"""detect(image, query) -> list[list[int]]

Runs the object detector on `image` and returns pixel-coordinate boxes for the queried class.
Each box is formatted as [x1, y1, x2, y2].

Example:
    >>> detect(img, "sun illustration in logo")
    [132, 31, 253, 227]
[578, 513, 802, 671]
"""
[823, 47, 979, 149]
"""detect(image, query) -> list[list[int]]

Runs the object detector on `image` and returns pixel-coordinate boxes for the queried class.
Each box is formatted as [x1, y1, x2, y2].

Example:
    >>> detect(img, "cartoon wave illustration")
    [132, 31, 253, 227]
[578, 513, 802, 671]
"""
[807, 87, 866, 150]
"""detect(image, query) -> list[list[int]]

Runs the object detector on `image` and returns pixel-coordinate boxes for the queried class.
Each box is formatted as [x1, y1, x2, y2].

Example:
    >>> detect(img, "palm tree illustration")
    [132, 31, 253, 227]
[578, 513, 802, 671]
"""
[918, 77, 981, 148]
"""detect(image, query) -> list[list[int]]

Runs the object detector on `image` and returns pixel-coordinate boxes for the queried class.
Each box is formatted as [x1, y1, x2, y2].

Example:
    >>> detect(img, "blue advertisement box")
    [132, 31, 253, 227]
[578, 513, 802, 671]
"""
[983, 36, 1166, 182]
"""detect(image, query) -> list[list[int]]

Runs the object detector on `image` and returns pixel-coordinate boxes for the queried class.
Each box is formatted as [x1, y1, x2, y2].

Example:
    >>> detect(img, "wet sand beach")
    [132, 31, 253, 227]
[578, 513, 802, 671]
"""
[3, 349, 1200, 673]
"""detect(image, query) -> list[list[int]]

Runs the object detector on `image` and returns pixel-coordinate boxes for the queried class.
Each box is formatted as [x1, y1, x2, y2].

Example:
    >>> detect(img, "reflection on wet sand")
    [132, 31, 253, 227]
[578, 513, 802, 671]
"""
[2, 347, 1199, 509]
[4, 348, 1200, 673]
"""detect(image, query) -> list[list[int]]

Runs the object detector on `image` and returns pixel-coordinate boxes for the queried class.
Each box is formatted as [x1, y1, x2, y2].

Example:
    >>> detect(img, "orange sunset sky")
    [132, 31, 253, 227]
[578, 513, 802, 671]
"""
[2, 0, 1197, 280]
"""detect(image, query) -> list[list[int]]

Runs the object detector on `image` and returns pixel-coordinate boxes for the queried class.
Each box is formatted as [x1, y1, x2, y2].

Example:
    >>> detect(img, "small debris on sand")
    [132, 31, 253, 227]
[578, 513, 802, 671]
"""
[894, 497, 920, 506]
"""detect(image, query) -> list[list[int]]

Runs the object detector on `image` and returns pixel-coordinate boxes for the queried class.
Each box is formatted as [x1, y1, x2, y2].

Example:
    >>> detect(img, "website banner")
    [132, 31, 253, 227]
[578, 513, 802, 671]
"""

**BRIEF:**
Type out the entries once more, precisely.

**EXPECTED ANSWER:**
"""detect(image, query) -> list[list[int]]

Runs the object detector on `image` and returns pixel-coordinate boxes for the queried class.
Each box is formatted as [x1, y1, x2, y2].

Example:
    >>> detect(img, "sun illustration in logo")
    [132, 31, 253, 227]
[578, 513, 802, 671]
"""
[823, 47, 979, 149]
"""detect(image, query) -> list[list[int]]

Runs the object detector on `image` and returns pixel-coordinate boxes for the queried class.
Each box is formatted as [x1, y1, x2, y2].

Example:
    >>> detect(img, "cartoon wave illustration")
    [132, 31, 253, 227]
[578, 513, 802, 671]
"""
[807, 87, 866, 150]
"""detect(image, query) -> list[list[int]]

Runs the object detector on `image` and returns pixel-coordinate boxes for the queried class.
Each box is formatted as [x1, y1, x2, y2].

Example:
    >>> detect(img, "palm tree illustration")
    [132, 31, 253, 227]
[578, 513, 802, 671]
"""
[918, 77, 981, 148]
"""detect(image, query) -> list[list[int]]

Runs the object detector on `image` and returns pixel-coordinate boxes for the queried class.
Each box is formatted as [x1, y1, x2, y2].

Example:
    >>> detect(img, "blue advertisement box")
    [132, 31, 253, 227]
[578, 513, 802, 671]
"""
[983, 36, 1166, 182]
"""detect(image, query) -> list[list[int]]

Runs the object detector on `image` and returns pixel-coordinate boxes for the queried class.
Each box is formatted as [x1, y1, x2, y2].

Example:
    >>> detect(img, "wet sand beach")
    [132, 31, 253, 227]
[578, 513, 802, 671]
"""
[3, 349, 1200, 673]
"""detect(image, query) -> list[list[int]]

Runs the object detector on `image` and returns pixel-coordinate boxes for the queried class.
Each box is formatted as [x1, y1, x2, y2].

Example:
    >>> detect(img, "reflection on wet sand")
    [132, 31, 253, 227]
[578, 513, 802, 671]
"""
[2, 347, 1199, 509]
[4, 348, 1200, 673]
"""detect(image, query) -> list[list[int]]

Runs the object detector on `image` and returns pixel-coordinate boxes for the queried class.
Each box is formatted as [x1, y1, x2, y2].

Example:
    >>> detect(img, "orange sunset sky")
    [132, 31, 253, 227]
[578, 513, 802, 671]
"""
[2, 0, 1197, 280]
"""detect(image, query) -> list[list[int]]

Runs the object detector on `image` and returns pixel-coordinate boxes for the queried class.
Each box is formatted as [x1, y1, x2, y2].

Example:
    >>> detect(img, "small debris on sand")
    [132, 31, 253, 227]
[578, 513, 802, 671]
"""
[894, 497, 920, 506]
"""detect(image, query) -> list[list[int]]

Runs the object detector on `image` and returns pixel-coordinate boxes for the queried class.
Each box is formatted as [x1, y1, x2, y2].

Example:
    >>> detect(img, "website banner")
    [132, 31, 253, 227]
[578, 513, 802, 671]
"""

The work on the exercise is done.